Ändere die Zeilen ab der Zeile mit „white building, one“ bis einschließlich der Zeile mit „[(210, 197), (126, 194), (27, 167), (356, 180)]“, indem du „tree“ durch „palm tree“ ersetzt. Gib nur diese Zeilen wieder und lass alles andere unverändert.

--------------------

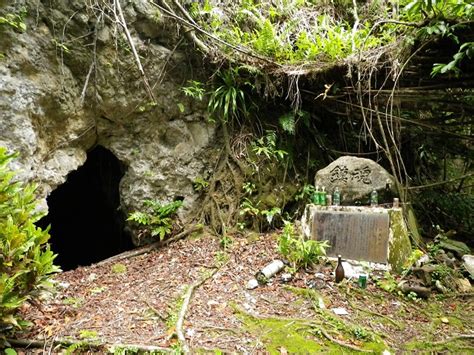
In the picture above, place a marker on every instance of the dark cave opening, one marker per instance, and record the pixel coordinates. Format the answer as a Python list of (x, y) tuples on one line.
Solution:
[(87, 224)]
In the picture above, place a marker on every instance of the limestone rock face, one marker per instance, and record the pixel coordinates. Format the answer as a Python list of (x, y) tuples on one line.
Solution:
[(356, 178), (69, 82)]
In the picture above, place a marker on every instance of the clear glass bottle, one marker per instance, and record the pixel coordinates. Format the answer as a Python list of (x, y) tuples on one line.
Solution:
[(339, 270), (336, 197), (374, 198)]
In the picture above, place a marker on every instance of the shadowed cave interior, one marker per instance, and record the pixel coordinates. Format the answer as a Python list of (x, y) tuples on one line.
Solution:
[(87, 224)]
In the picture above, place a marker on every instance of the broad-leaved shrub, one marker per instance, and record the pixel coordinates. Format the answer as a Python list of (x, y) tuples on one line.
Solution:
[(26, 261)]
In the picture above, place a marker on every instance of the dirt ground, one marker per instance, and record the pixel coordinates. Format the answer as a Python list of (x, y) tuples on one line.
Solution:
[(136, 302)]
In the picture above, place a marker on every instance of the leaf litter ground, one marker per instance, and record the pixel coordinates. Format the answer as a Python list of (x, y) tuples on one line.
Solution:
[(137, 301)]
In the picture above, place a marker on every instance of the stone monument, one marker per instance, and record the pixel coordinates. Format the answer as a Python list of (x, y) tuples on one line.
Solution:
[(369, 233), (356, 178)]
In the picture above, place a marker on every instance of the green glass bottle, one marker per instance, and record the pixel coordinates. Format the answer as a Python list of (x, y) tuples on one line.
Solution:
[(322, 196), (315, 197), (374, 198), (336, 197)]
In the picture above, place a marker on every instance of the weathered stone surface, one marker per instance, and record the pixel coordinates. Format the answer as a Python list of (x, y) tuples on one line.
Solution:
[(360, 233), (357, 235), (52, 118), (355, 178), (469, 264), (458, 248)]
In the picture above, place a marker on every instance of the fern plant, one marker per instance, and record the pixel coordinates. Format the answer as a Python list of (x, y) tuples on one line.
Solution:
[(299, 251), (26, 261), (228, 100), (157, 218)]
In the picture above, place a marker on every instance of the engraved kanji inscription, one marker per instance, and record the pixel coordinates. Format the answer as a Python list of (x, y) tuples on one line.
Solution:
[(342, 173)]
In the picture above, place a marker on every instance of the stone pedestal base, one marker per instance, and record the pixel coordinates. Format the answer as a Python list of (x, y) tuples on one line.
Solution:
[(360, 233)]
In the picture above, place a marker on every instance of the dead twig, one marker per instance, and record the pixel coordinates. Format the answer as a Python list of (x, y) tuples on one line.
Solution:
[(340, 343), (93, 344), (121, 20), (184, 309), (454, 338)]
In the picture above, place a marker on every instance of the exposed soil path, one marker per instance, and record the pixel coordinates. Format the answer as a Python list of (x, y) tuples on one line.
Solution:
[(138, 300)]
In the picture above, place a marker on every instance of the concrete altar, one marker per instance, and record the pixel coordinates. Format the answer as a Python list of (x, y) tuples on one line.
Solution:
[(371, 234)]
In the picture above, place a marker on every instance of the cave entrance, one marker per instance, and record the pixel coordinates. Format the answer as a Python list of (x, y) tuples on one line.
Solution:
[(87, 224)]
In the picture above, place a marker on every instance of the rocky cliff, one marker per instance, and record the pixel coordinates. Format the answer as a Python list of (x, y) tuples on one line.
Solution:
[(69, 82)]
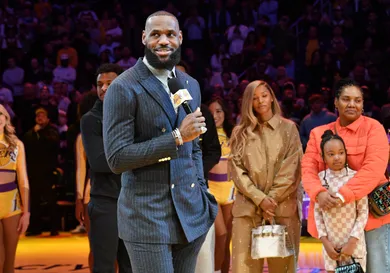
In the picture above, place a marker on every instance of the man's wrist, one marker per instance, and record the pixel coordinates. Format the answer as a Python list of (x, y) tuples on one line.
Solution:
[(177, 136)]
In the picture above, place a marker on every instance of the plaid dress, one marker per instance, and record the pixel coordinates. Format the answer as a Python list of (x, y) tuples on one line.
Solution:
[(339, 223)]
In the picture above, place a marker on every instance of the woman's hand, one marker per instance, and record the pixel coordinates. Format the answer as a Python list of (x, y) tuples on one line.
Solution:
[(268, 217), (327, 201), (269, 205), (80, 211), (349, 247), (24, 221)]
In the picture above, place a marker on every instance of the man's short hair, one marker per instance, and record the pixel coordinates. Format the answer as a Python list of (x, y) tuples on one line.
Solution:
[(41, 110), (107, 68), (161, 13)]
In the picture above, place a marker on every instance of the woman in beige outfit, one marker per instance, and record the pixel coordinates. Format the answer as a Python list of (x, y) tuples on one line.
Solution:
[(265, 167)]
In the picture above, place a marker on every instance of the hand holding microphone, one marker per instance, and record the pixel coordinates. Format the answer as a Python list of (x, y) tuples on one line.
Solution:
[(193, 125)]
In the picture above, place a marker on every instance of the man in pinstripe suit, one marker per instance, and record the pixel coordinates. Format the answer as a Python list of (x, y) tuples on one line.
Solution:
[(164, 209)]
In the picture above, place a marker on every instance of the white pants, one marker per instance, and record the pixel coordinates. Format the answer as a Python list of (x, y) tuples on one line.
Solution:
[(205, 262)]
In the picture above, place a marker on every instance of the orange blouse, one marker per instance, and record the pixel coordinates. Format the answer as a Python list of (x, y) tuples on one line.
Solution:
[(367, 153)]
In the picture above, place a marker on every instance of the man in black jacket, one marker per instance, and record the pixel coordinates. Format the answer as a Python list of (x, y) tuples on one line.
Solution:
[(42, 145), (105, 185)]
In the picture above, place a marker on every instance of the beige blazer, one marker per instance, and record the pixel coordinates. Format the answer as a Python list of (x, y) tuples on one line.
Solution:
[(270, 166)]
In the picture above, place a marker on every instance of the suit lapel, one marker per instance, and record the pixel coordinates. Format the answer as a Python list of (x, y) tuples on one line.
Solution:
[(156, 90)]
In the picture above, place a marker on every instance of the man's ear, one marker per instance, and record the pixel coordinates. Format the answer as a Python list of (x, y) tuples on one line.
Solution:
[(180, 37), (144, 37)]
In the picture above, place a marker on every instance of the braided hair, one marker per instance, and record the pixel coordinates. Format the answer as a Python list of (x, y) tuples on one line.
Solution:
[(327, 136)]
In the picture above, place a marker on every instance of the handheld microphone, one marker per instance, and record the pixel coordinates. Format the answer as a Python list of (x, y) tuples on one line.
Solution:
[(181, 95)]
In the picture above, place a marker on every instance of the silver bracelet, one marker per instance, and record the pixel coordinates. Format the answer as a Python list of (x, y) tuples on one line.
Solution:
[(176, 134)]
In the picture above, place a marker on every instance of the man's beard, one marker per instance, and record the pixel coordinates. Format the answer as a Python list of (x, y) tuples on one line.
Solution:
[(154, 60)]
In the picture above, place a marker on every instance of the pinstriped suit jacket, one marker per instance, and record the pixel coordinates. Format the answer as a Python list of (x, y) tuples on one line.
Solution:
[(164, 197)]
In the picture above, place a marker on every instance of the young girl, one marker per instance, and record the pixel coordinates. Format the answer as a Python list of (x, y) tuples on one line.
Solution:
[(221, 187), (14, 192), (341, 229)]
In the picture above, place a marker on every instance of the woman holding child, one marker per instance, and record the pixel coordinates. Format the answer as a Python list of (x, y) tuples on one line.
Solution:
[(367, 153)]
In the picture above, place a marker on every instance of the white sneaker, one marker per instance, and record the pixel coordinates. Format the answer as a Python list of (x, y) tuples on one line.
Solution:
[(78, 229)]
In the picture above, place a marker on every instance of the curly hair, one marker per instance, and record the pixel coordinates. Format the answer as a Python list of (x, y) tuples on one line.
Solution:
[(249, 122)]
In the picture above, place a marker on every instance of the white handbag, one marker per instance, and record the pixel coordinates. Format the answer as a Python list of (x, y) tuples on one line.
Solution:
[(270, 241)]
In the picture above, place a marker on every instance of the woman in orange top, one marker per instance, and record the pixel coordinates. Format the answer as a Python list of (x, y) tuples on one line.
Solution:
[(14, 192), (368, 151)]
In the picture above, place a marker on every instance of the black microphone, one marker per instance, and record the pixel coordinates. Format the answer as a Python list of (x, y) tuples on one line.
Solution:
[(175, 85)]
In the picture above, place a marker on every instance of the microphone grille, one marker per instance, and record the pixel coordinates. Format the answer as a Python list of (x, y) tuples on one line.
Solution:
[(175, 85)]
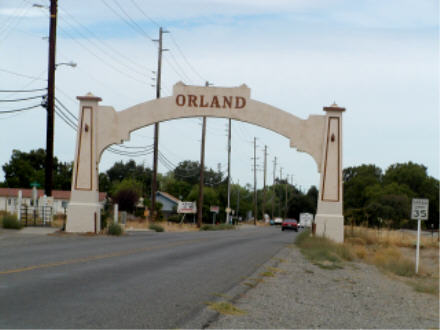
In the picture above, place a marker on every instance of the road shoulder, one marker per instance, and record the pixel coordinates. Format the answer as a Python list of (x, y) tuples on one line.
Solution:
[(302, 295)]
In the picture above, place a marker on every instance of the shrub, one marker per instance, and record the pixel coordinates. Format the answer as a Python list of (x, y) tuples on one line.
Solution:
[(156, 227), (11, 222), (222, 226), (115, 229), (321, 251)]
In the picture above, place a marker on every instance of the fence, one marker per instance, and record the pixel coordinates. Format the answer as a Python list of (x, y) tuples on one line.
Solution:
[(36, 216)]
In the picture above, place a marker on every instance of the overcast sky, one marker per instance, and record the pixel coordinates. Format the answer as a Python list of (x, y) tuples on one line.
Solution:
[(379, 59)]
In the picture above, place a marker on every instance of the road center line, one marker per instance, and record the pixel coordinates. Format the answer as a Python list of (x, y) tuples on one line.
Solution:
[(99, 257)]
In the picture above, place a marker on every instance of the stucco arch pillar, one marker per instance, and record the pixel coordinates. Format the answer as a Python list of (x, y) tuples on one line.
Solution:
[(84, 205), (329, 217)]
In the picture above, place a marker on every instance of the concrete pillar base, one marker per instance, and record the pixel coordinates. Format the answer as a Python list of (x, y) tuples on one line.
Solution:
[(330, 226), (81, 217)]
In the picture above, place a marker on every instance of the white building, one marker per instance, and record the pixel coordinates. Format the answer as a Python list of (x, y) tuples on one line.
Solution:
[(9, 199)]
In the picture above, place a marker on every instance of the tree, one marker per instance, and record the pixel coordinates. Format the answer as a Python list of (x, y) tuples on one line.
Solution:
[(210, 197), (126, 194), (27, 167), (356, 180)]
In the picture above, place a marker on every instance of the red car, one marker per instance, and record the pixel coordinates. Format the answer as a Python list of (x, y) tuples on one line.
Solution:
[(289, 224)]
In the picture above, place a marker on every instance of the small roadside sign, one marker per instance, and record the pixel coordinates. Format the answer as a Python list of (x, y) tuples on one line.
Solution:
[(214, 209), (187, 207), (419, 209)]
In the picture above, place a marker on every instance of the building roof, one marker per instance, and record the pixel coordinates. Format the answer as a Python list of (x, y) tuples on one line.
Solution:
[(169, 196), (27, 193)]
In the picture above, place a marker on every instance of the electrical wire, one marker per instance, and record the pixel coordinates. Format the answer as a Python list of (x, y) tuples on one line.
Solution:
[(23, 99), (186, 60), (22, 75), (107, 49), (145, 14), (20, 109), (129, 21), (22, 90)]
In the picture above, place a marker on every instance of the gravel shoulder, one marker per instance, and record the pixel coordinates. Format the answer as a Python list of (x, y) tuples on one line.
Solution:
[(303, 295)]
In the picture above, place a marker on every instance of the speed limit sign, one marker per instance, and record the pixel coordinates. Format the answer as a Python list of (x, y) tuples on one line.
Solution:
[(419, 209)]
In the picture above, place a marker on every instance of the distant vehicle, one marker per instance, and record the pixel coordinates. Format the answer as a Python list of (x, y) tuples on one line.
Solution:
[(278, 221), (289, 224), (305, 220)]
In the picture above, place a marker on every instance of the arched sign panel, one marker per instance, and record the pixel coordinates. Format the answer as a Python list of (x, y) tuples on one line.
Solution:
[(101, 126)]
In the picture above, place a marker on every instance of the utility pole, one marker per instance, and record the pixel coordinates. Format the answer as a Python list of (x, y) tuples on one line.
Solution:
[(264, 181), (273, 185), (202, 167), (255, 181), (229, 173), (50, 99), (156, 125), (279, 205), (238, 200), (285, 202)]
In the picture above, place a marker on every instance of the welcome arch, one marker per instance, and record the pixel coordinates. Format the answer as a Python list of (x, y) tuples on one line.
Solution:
[(101, 126)]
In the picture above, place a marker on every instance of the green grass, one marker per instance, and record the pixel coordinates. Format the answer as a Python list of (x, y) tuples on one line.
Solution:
[(115, 229), (222, 226), (323, 252), (156, 227), (11, 222)]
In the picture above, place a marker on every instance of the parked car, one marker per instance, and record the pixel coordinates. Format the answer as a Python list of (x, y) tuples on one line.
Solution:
[(278, 221), (289, 224)]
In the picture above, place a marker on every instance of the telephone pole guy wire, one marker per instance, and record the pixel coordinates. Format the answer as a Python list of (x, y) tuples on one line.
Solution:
[(156, 125)]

--------------------

• [Ergebnis der Übung]:
In the picture above, place a marker on every instance of the white building, one marker per instance, and record the pixel coordinates. Format the answer as a Python list of (x, y) tuples on one line.
Solution:
[(9, 199)]
In the picture above, place a marker on every instance of the palm tree, one marker per instance, and record the pixel coordinates. Format the answer as a Python list of (x, y) tuples on one line.
Solution:
[(210, 197), (126, 194), (27, 167), (356, 180)]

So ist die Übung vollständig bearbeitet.